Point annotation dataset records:
----
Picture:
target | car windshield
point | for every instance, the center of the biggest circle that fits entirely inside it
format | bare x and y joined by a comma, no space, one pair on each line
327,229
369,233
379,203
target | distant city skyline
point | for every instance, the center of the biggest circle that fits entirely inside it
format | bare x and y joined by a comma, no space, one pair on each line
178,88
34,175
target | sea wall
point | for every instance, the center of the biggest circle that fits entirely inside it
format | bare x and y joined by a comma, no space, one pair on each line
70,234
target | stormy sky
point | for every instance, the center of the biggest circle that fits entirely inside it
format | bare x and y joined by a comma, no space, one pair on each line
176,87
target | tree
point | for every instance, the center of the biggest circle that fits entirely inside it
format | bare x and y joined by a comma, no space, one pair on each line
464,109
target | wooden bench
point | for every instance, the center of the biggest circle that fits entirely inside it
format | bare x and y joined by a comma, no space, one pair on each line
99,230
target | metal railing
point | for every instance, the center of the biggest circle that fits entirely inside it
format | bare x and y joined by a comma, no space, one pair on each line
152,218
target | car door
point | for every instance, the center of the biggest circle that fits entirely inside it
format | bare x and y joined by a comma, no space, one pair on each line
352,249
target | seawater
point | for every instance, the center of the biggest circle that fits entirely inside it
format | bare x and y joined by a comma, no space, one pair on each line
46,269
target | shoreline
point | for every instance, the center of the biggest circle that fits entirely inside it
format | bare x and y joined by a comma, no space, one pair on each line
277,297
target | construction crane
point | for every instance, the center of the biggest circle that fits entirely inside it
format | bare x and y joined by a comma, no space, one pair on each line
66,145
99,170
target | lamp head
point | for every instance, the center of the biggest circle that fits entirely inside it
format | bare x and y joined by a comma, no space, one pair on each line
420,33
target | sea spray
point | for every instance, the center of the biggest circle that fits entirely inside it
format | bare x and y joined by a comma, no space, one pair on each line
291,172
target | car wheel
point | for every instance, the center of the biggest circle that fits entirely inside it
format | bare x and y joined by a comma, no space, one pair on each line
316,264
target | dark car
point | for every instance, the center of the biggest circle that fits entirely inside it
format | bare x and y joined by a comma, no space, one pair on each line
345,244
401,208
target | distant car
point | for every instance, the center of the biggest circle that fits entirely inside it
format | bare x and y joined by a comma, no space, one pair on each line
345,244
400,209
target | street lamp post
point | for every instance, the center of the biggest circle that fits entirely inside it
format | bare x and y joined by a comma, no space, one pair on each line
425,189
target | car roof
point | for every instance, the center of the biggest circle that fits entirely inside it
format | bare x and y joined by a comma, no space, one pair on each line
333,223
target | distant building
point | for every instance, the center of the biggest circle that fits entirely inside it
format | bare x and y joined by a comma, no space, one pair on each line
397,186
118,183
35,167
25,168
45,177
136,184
----
● Problem to work on:
Give back word for word the stretch of the listing from the line containing "target | distant building" through the end of the listing.

● Complete answer:
target | distant building
point | for every instance, the center of the biggest circle that fits entirely inside it
format | bare x and y joined by a comma, no space, one pair on each line
397,186
118,183
35,167
25,168
45,177
136,184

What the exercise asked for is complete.